EXERCISE DIRECTIONS:
Return the data exactly, but only from the line containing "like x=217, y=246." through its last line.

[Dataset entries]
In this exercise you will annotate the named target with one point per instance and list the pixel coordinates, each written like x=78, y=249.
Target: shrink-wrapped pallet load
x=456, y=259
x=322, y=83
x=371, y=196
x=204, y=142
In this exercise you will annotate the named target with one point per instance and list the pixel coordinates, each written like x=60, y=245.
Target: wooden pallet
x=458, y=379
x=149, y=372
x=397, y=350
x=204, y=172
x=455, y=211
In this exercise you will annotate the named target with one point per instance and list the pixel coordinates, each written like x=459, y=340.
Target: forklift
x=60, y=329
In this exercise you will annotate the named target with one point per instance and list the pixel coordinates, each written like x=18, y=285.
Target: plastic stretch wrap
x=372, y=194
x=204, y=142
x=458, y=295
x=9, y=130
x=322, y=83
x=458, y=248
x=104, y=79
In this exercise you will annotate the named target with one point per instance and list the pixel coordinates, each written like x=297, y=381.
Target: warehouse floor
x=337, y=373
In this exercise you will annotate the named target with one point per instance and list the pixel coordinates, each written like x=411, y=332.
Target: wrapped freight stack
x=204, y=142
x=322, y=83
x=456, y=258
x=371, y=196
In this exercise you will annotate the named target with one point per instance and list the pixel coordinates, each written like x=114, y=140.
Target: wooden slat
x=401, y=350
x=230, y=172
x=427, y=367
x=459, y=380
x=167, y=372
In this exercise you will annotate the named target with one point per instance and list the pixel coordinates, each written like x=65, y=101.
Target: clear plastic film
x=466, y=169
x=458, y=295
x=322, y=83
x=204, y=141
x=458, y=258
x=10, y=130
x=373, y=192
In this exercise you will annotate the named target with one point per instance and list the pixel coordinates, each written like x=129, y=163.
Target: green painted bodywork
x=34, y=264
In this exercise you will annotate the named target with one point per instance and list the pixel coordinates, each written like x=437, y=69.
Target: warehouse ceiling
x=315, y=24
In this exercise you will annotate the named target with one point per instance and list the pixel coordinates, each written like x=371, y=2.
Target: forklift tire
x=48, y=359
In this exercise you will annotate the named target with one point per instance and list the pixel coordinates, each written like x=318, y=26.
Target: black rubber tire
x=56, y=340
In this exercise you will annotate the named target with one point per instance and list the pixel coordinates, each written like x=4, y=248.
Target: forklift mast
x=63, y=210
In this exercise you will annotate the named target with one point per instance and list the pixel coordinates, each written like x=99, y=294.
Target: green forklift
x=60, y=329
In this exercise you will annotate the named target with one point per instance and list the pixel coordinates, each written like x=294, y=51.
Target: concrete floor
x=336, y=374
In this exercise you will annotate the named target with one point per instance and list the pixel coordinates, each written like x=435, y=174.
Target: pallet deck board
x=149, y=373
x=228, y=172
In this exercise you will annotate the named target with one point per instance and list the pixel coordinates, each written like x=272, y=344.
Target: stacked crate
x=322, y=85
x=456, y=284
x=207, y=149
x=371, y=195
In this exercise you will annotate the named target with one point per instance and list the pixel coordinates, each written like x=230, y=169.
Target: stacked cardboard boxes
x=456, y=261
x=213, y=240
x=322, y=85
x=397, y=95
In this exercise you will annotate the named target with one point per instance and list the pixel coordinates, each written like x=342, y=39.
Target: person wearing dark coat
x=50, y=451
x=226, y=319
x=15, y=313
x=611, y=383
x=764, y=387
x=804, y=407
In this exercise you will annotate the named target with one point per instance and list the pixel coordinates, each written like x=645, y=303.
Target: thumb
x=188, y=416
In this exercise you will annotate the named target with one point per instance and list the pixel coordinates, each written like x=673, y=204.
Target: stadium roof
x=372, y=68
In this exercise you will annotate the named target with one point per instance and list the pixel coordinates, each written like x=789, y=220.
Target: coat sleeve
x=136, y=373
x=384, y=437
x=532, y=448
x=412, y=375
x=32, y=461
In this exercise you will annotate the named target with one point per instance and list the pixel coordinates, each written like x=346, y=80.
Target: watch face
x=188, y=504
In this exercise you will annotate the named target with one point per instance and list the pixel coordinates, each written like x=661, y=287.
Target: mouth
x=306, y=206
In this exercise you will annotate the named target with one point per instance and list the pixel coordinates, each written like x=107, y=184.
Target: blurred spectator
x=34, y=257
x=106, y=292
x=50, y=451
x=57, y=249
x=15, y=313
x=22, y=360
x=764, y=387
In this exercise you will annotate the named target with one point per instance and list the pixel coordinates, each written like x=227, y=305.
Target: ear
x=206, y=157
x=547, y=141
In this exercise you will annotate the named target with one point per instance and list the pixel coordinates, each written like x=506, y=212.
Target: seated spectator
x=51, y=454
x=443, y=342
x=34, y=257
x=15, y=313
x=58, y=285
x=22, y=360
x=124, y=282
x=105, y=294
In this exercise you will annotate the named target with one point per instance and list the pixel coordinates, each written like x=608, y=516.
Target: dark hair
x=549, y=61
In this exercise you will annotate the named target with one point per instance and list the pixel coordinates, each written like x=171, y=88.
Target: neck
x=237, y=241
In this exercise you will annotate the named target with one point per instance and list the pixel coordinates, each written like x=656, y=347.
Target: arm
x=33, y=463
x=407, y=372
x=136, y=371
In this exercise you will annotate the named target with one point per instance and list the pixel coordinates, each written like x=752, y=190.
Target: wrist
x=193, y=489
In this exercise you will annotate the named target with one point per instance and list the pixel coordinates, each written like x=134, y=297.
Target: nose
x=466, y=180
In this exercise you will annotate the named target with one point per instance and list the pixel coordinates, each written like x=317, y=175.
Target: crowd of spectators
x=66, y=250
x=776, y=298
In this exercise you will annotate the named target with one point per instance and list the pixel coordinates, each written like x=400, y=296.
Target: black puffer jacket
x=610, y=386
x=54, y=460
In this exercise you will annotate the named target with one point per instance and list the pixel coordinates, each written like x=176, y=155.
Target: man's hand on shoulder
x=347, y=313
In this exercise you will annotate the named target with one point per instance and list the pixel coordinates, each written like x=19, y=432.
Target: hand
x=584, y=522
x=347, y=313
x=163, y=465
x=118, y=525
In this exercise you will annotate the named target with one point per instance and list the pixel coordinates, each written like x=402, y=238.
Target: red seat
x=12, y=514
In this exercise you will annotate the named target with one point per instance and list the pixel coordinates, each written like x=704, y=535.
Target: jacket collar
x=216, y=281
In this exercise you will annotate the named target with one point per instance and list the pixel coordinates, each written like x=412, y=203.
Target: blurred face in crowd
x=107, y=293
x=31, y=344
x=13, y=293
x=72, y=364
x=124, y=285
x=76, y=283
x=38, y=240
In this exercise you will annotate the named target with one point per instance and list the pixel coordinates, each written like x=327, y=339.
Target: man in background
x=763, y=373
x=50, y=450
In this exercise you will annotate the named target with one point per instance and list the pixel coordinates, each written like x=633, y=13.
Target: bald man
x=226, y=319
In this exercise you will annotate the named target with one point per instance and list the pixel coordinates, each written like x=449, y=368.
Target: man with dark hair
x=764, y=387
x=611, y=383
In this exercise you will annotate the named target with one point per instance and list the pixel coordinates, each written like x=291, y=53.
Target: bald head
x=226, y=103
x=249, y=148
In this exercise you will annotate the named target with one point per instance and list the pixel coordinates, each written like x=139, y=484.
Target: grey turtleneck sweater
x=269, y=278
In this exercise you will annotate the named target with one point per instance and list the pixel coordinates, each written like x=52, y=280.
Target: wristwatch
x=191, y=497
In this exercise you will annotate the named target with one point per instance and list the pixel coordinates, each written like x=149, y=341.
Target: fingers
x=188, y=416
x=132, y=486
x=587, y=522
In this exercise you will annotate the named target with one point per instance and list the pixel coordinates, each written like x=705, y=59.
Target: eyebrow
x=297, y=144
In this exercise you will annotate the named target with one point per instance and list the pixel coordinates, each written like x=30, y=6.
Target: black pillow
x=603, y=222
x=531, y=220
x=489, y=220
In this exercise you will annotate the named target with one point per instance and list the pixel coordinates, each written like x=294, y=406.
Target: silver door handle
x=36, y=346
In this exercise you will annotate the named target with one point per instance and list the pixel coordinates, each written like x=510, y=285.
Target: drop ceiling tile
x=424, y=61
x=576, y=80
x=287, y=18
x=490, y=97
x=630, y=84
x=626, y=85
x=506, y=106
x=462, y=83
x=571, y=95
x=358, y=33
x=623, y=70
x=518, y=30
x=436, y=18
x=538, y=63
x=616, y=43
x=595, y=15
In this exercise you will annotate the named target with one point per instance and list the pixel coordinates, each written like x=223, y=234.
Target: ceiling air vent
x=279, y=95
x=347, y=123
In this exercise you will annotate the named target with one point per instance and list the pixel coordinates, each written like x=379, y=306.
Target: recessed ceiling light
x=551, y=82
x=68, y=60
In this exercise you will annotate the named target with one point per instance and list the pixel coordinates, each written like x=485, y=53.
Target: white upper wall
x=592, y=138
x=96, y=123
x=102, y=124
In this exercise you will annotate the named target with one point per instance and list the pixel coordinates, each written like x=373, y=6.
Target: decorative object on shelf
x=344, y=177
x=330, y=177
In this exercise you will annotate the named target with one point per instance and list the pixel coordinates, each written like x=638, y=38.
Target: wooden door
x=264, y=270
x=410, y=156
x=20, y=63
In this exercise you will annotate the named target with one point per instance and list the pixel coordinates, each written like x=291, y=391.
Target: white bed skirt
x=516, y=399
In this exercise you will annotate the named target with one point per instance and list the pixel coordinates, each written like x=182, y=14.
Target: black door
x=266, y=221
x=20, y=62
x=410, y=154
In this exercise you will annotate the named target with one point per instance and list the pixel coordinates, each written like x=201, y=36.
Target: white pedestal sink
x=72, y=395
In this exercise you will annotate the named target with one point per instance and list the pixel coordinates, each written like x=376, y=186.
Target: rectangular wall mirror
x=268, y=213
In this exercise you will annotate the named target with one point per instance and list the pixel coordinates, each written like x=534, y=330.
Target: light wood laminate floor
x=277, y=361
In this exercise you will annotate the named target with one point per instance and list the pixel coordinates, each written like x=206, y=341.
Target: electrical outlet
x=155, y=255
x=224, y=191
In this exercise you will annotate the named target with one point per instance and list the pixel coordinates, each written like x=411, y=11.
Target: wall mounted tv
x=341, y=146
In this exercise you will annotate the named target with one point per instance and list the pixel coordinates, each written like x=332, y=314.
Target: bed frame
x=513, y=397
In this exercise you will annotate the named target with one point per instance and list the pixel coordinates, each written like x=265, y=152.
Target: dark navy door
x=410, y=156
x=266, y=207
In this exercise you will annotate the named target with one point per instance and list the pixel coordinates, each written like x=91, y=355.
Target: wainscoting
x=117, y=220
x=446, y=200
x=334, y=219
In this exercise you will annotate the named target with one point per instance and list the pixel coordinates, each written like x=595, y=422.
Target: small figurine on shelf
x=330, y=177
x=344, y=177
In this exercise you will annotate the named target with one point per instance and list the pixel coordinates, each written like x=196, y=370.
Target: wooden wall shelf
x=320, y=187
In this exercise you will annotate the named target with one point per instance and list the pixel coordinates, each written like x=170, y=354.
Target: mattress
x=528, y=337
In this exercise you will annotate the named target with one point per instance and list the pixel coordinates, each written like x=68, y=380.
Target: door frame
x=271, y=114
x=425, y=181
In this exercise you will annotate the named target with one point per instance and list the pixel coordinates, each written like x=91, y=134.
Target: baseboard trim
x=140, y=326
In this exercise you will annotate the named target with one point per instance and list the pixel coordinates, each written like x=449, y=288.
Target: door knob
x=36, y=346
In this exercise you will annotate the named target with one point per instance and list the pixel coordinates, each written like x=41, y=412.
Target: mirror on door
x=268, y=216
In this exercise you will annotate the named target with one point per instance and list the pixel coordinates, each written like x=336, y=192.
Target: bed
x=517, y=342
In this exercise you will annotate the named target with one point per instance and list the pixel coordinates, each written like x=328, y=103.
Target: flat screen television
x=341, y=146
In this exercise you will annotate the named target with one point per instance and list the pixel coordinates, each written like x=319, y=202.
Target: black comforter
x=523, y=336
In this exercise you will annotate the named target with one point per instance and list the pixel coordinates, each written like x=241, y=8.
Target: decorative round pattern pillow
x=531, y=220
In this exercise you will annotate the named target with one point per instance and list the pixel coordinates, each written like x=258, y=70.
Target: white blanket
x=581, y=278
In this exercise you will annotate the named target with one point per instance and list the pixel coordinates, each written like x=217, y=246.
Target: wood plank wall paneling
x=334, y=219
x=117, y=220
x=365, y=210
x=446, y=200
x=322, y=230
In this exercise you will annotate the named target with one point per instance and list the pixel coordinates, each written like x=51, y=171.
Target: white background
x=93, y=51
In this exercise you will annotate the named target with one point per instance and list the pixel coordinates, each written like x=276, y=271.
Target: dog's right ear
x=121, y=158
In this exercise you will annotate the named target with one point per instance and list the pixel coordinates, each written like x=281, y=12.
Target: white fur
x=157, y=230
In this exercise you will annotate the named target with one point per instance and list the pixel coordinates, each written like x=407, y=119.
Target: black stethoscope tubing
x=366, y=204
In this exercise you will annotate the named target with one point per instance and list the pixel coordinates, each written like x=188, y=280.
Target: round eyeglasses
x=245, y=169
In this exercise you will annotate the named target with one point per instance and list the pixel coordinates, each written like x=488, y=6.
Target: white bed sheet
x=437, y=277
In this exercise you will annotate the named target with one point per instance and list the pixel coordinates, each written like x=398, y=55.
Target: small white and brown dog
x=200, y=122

PROBLEM SOLUTION:
In this exercise you will annotate the named target with one point per instance and list the pixel coordinates, each written like x=217, y=246.
Target: wood plank wall paneling
x=334, y=219
x=117, y=220
x=365, y=210
x=446, y=200
x=322, y=230
In this exercise you will annotate the named target with one point per instance and list the pixel coordinates, each written like x=51, y=171.
Target: white background
x=93, y=51
In this exercise you will annotate the named target with one point per instance and list the pixel coordinates, each written like x=276, y=271.
Target: dog's right ear
x=121, y=158
In this exercise you will annotate the named target with one point per instance and list the pixel coordinates, each written like x=281, y=12.
Target: white fur
x=157, y=230
In this exercise you will annotate the named target with one point per instance and list the pixel coordinates, each written like x=407, y=119.
Target: black stethoscope tubing
x=366, y=204
In this exercise you will annotate the named target with one point per instance and list the pixel coordinates, each written like x=188, y=280.
Target: round eyeglasses
x=245, y=169
In this exercise you will annotate the named target with one point per instance and list the pixel coordinates, each written like x=488, y=6.
Target: white bed sheet
x=437, y=277
In this exercise you will annotate the named target with one point per instance and list the pixel coordinates, each written like x=398, y=55.
Target: small white and brown dog
x=200, y=122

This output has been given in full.